| EXCERPTED PASSAGE |
▶

On Sun, Mar 6, 2011 at 10:11 AM, Sanjoy Das
<sanjoy at playingwithpointers.com> wrote:> While I was at it, I also took a stab at finishing up one of the TODOs.
I've
> attached the patch for review.
Comments inline.
For those of you following at home, this code is in
InstCombiner::WillNotOverflowSignedAdd(), and the first line of the
initial comment is:
// If one of the operands only has one non-zero bit, and if the
other operand> --- lib/Transforms/InstCombine/InstCombineAddSub.cpp (revision 126747)
> +++ lib/Transforms/InstCombine/InstCombineAddSub.cpp (working copy)
> @@ -77,9 +77,55 @@
> // has a known-zero bit in a more significant place than it (not
including the
> // sign bit) the ripple may go up to and fill the zero, but won't
change the
> // sign. For example, (X & ~4) + 1.
> -
> - // TODO: Implement.
> -
> +
> + int32_t power;
> +
> + {
> + int width = LHS->getType()->getScalarSizeInBits();
This should be an unsigned, like the result type of getScalarSizeInBits().
> + APInt mask(width, 0), zeroes(width, 0), ones(width, 0);
> + mask.setAllBits();
An easier way to get an all-one mask would be to construct it as
'APInt mask(width, -1, true)'.
> + ComputeMaskedBits(LHS, mask, zeroes, ones);
> + zeroes.flipAllBits();
> +
> + if ((power = ones.exactLogBase2()) != -1 && zeroes == ones) {
It would probably be cleaner to assign 'power' outside the condition.
I don't think you're handling the case where the only set bit is the
sign bit correctly; in that case the value is the most negative number
possible, so you only need to check that the other side is
non-negative. See below for how to handle this.

◀

| REQUIREMENTS |
1. According to the code review, which function contains the code under discussion?
2. Please turn every line of the records below into a numbered list, skipping any blank lines.

| MATERIAL FOR THE TASK |

▶

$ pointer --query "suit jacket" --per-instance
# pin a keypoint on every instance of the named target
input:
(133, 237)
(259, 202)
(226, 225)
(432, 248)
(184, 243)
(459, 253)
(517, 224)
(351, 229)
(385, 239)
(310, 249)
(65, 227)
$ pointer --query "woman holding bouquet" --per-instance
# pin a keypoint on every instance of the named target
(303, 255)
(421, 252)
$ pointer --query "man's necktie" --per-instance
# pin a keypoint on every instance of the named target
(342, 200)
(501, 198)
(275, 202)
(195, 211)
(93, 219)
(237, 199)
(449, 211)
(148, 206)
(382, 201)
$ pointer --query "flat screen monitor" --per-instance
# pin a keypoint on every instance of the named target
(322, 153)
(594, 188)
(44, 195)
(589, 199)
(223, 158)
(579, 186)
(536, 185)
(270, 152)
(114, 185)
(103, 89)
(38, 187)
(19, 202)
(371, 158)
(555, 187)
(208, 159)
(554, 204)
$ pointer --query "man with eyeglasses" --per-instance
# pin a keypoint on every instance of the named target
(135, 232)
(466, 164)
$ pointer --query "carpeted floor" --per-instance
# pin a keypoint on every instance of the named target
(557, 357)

◀

| ANSWERS TO THE EXERCISES |
1. InstCombiner::WillNotOverflowSignedAdd()

2.
1. $ pointer --query "suit jacket" --per-instance
2. # pin a keypoint on every instance of the named target
3. input:
4. (133, 237)
5. (259, 202)
6. (226, 225)
7. (432, 248)
8. (184, 243)
9. (459, 253)
10. (517, 224)
11. (351, 229)
12. (385, 239)
13. (310, 249)
14. (65, 227)
15. $ pointer --query "woman holding bouquet" --per-instance
16. # pin a keypoint on every instance of the named target
17. (303, 255)
18. (421, 252)
19. $ pointer --query "man's necktie" --per-instance
20. # pin a keypoint on every instance of the named target
21. (342, 200)
22. (501, 198)
23. (275, 202)
24. (195, 211)
25. (93, 219)
26. (237, 199)
27. (449, 211)
28. (148, 206)
29. (382, 201)
30. $ pointer --query "flat screen monitor" --per-instance
31. # pin a keypoint on every instance of the named target
32. (322, 153)
33. (594, 188)
34. (44, 195)
35. (589, 199)
36. (223, 158)
37. (579, 186)
38. (536, 185)
39. (270, 152)
40. (114, 185)
41. (103, 89)
42. (38, 187)
43. (19, 202)
44. (371, 158)
45. (555, 187)
46. (208, 159)
47. (554, 204)
48. $ pointer --query "man with eyeglasses" --per-instance
49. # pin a keypoint on every instance of the named target
50. (135, 232)
51. (466, 164)
52. $ pointer --query "carpeted floor" --per-instance
53. # pin a keypoint on every instance of the named target
54. (557, 357)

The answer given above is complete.